**Problem to solve**
Return each of the items below word for word, keeping every line unchanged.

Records:
<<<<

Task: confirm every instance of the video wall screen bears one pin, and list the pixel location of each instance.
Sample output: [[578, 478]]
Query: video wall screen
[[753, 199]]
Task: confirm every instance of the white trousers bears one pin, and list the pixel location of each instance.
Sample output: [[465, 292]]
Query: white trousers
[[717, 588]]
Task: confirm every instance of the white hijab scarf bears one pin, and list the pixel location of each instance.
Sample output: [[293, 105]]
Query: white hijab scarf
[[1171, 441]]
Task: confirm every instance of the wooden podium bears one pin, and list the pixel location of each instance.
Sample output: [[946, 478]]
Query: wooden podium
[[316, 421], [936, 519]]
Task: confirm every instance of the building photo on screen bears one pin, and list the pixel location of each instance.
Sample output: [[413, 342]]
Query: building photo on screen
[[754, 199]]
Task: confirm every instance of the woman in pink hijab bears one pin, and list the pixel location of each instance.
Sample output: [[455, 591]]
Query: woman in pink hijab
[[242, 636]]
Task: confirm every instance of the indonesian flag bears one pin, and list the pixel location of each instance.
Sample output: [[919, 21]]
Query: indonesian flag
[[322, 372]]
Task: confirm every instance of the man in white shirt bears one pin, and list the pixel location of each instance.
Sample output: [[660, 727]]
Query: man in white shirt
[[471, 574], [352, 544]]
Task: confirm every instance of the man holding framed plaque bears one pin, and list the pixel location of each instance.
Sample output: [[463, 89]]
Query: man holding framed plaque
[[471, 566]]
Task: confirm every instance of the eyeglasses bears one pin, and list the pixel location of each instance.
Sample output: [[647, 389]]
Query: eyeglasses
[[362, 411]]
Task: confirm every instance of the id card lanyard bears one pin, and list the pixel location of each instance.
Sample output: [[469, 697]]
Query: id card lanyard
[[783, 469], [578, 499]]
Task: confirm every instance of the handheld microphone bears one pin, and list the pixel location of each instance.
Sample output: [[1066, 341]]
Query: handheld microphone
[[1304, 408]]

>>>>

**Answer to the exercise**
Task: confirm every instance of the video wall screen bears one pin, and list the pixel location of each instance.
Sample output: [[578, 478]]
Query: video wall screen
[[753, 199]]
Task: confirm every instance of the white trousers bears one pin, and list the pixel location of each instance.
Sample output: [[465, 292]]
Query: white trousers
[[717, 588]]
Task: confirm every instance of the white hijab scarf bears one pin, and list the pixel location of each instance.
Sample output: [[293, 105]]
Query: white hijab scarf
[[1171, 441]]
Task: confirm every instance of the wooden podium bears one pin, and list the pixel location of each instance.
Sample output: [[946, 478]]
Query: wooden podium
[[316, 421], [936, 519]]
Task: confirm every instance of the building photo on screen bears one pin, and list the pixel location of each instance.
Sample output: [[413, 342]]
Query: building photo on screen
[[754, 199]]
Task: confirm every instance of the woman in pink hijab bears one pin, and list the pixel location of each instance.
Sample output: [[455, 591]]
Query: woman in pink hijab
[[242, 636]]
Task: confirm every instance of the indonesian flag bears one pin, and list the pixel location of each instance.
Sample output: [[919, 21]]
Query: indonesian flag
[[322, 372]]
Task: confirm every instance of the man in white shirt bears one pin, and list the pixel location of each instance.
Sample output: [[660, 727]]
Query: man in white shirt
[[471, 574], [352, 544]]
Task: confirm every instance of the man holding framed plaque bears one pin, and list the pixel location of each instance.
Sample output: [[463, 89]]
Query: man holding framed plaque
[[471, 566]]
Task: confirm every instance of the eyeglasses bears one pin, and list the pixel location of each instance.
Sample output: [[647, 389]]
Query: eyeglasses
[[362, 411]]
Task: confirm every instance of the id card lanyard bears one pin, and list the pixel location of each instance.
Sample output: [[469, 697]]
Query: id card lanyard
[[783, 469], [578, 499]]
Task: confirm every instance of the handheld microphone bears one pin, and list the pixel location of each instance.
Sample output: [[1066, 341]]
Query: handheld microphone
[[1304, 408]]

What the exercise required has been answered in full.